── Extract to read

Tin-glazed pottery of different periods and styles is known by different names. The pottery from Muslim Spain is known as Hispano-Moresque ware. The decorated tin-glaze of Renaissance Italy is called maiolica, sometimes pronounced and spelt majolica by English speakers and authors. When the technique was taken up in the Netherlands, it became known as delftware as much of it was made in the town of Delft. Dutch potters brought it to England in around 1600, and wares produced there are known as English delftware or galleyware. In France it was known as faience.

The word maiolica is thought to have come from the medieval Italian word for Mallorca, an island on the route for ships that brought Hispano-Moresque wares to Italy from Valencia in the 15th and 16th centuries, or from the Spanish obra de Mallequa, the term for lustered ware made in Valencia under the influence of Moorish craftsmen from Malaga. During the Renaissance, the term maiolica was adopted for Italian-made luster pottery copying Spanish examples, and, during the 16th century, its meaning shifted to include all tin-glazed earthenware.

Because of their identical names, there has been some confusion between tin-glazed majolica/maiolica and the lead-glazed majolica made in England and America in the 19th century, but they are different in origin, technique, style and history. In the late 18th century, old Italian tin-glazed maiolica became popular among the British, who referred to it by the anglicized pronunciation majolica. The Minton pottery copied it and applied the term majolica ware to their product. At the Great Exhibition of 1851, Minton launched the colorful lead-glazed earthenware which they called Palissy ware, soon also to become known as majolica. So now there were two distinct products with the same name. "In the 1870s, the curators of the South Kensington Museum returned to the original Italian 'maiolica' with an 'i' to describe all Italian tin-glazed earthenware, doubtless to stress the Italian pronunciation and to avoid confusion with contemporary majolica."

────
── Data section

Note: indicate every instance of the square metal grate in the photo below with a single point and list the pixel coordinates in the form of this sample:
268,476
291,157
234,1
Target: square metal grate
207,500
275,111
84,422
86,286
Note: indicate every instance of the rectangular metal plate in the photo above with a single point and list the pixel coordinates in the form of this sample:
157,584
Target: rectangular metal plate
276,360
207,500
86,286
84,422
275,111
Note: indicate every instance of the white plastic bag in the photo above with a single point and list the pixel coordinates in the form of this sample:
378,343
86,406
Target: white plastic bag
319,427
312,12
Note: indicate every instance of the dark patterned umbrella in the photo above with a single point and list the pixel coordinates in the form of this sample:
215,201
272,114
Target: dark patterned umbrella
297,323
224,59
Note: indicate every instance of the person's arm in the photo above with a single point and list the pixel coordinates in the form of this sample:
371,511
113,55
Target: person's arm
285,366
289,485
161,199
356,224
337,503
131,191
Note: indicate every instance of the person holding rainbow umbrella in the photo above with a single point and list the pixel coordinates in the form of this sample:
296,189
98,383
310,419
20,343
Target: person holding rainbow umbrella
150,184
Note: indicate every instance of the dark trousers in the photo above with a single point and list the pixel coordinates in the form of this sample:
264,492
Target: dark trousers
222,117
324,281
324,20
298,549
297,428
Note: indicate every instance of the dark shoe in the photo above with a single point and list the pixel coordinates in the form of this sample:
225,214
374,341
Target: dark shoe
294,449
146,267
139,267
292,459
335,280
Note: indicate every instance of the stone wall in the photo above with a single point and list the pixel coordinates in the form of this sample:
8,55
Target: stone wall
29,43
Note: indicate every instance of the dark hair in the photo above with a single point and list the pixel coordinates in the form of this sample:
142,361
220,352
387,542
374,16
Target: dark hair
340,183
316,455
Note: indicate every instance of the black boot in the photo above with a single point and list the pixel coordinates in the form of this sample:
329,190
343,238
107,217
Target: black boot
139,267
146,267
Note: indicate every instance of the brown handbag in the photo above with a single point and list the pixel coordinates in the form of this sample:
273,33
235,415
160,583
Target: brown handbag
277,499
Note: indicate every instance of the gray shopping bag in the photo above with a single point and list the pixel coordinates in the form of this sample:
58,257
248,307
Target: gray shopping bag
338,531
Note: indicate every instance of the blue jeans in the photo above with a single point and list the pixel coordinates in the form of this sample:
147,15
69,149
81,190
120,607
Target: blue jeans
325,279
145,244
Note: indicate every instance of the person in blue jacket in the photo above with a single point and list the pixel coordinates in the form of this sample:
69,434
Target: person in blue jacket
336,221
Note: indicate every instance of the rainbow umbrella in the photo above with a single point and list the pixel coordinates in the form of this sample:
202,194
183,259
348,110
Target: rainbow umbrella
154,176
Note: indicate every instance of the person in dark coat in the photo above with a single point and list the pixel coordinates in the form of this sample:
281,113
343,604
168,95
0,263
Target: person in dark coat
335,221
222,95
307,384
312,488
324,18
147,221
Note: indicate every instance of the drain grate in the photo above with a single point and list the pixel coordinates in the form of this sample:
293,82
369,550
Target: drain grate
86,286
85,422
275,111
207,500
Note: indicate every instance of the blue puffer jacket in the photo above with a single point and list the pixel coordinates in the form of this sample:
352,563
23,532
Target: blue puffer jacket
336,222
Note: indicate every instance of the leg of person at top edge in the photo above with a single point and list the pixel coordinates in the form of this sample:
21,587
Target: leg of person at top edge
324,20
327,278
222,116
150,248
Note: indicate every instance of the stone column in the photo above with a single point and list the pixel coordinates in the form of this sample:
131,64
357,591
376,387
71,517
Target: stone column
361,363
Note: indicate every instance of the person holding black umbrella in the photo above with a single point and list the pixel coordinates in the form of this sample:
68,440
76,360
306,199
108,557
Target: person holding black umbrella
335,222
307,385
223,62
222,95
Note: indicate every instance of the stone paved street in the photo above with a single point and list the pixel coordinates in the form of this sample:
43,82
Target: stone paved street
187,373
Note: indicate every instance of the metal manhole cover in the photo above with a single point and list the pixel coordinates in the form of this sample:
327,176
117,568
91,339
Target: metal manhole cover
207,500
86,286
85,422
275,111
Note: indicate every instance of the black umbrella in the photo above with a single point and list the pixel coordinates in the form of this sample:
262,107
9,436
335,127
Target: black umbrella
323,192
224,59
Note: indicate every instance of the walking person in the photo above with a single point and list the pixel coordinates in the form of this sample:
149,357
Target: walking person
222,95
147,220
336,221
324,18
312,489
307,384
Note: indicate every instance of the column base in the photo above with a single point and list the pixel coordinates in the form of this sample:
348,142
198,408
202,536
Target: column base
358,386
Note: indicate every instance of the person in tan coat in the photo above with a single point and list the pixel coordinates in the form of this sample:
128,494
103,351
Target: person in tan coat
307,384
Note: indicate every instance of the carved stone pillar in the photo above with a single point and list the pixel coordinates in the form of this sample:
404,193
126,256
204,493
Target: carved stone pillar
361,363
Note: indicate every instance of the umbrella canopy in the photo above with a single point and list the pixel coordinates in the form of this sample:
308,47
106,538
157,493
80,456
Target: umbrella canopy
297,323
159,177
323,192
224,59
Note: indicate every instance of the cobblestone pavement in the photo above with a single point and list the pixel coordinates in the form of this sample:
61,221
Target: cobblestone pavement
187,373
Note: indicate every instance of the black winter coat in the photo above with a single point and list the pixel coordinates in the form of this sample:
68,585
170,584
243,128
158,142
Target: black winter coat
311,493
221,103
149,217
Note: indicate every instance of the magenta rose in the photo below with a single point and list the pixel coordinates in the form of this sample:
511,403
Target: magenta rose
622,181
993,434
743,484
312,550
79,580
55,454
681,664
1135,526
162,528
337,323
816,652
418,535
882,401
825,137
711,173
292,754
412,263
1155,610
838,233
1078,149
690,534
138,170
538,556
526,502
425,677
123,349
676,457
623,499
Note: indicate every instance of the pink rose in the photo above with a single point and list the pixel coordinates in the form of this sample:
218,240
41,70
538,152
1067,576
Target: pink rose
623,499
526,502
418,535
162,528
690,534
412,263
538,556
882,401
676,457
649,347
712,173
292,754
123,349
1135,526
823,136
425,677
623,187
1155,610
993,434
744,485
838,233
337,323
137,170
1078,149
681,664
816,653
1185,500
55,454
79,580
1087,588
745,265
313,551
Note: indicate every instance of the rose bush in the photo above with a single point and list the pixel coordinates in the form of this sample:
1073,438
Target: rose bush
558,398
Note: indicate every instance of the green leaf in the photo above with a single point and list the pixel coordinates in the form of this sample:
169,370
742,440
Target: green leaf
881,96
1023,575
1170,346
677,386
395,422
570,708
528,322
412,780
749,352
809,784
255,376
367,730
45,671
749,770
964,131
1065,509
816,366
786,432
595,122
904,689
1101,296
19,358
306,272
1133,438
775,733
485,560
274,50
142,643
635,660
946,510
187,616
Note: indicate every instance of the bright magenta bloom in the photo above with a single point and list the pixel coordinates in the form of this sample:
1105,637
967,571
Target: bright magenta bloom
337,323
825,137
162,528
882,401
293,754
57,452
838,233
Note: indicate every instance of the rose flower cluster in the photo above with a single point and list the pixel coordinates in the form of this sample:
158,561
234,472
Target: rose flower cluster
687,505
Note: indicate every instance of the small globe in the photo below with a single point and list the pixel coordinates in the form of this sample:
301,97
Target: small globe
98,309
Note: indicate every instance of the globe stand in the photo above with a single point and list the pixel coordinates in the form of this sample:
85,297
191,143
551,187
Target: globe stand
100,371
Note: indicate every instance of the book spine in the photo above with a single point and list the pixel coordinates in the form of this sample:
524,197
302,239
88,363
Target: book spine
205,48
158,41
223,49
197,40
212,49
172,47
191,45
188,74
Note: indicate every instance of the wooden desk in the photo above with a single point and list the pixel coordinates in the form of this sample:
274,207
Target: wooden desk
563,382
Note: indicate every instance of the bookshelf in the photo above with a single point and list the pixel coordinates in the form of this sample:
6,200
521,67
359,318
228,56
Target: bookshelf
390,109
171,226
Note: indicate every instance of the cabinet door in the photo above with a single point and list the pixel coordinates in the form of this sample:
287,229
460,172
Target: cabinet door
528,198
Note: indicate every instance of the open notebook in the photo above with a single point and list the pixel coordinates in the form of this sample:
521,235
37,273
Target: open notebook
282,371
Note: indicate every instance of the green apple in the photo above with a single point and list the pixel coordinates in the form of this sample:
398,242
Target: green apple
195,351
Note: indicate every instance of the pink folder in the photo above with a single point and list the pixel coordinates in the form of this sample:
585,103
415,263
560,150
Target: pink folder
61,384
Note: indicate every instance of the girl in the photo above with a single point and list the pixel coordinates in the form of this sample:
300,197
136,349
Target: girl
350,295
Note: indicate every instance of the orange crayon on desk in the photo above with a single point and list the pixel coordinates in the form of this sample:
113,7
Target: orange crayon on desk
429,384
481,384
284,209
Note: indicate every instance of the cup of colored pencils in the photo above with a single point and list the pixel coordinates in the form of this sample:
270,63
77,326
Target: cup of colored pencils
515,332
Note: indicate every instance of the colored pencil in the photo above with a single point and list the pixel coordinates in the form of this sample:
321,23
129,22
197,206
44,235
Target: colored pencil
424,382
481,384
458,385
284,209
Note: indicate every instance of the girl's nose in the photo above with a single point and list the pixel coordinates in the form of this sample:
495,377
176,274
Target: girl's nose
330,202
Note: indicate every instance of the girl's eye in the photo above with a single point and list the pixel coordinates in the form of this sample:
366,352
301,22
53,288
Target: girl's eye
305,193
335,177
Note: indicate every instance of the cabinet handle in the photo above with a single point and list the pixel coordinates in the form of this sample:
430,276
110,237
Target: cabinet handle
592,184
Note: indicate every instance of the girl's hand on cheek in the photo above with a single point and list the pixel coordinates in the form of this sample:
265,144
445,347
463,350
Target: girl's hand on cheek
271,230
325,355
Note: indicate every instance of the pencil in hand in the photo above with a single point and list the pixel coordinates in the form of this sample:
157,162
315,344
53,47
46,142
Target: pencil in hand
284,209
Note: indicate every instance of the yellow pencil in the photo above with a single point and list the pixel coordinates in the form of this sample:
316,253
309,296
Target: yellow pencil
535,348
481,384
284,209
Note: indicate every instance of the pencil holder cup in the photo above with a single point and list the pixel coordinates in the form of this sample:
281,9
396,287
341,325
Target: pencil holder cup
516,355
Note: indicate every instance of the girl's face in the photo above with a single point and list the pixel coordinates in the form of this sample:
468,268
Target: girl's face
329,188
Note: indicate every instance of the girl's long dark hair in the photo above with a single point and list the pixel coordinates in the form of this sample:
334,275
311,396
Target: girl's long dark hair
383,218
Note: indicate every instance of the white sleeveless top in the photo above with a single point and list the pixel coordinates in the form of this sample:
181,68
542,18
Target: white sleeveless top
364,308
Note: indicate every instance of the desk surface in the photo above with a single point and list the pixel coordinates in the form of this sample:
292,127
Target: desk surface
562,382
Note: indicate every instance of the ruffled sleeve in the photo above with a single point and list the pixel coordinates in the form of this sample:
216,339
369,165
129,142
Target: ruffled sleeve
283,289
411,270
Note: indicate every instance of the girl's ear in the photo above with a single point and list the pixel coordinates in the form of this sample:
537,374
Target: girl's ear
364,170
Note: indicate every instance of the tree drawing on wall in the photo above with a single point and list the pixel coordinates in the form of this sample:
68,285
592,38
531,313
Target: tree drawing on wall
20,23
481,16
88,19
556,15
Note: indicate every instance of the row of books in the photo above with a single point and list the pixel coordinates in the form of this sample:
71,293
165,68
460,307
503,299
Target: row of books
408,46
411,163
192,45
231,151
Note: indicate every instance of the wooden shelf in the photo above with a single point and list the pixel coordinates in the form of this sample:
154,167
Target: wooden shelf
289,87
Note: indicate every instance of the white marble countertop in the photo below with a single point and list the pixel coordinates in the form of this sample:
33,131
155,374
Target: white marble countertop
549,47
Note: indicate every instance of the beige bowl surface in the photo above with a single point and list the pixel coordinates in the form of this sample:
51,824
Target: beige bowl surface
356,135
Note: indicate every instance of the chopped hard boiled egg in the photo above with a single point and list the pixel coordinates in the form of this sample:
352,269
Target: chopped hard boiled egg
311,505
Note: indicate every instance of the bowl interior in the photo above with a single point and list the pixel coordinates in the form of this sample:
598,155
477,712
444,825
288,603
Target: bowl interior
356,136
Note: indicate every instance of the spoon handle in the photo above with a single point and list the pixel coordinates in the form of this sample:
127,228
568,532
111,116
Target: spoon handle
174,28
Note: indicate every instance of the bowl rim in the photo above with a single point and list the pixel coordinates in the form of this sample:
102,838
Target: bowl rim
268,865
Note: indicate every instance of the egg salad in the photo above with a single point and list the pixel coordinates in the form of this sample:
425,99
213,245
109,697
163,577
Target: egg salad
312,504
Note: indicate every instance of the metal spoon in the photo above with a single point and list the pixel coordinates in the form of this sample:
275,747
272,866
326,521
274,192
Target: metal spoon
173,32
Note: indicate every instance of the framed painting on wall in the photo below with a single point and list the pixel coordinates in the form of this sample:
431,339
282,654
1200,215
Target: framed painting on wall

────

- [Assigned task A] In the text on tin-glazed pottery, what name did Minton give the lead-glazed earthenware it launched at the Great Exhibition of 1851?
- [Assigned task B] Write out the stretch of the text on tin-glazed pottery from "Tin-glazed pottery of" through "known as faience.".

- [Solution A] Palissy ware.

- [Solution B]
Tin-glazed pottery of different periods and styles is known by different names. The pottery from Muslim Spain is known as Hispano-Moresque ware. The decorated tin-glaze of Renaissance Italy is called maiolica, sometimes pronounced and spelt majolica by English speakers and authors. When the technique was taken up in the Netherlands, it became known as delftware as much of it was made in the town of Delft. Dutch potters brought it to England in around 1600, and wares produced there are known as English delftware or galleyware. In France it was known as faience.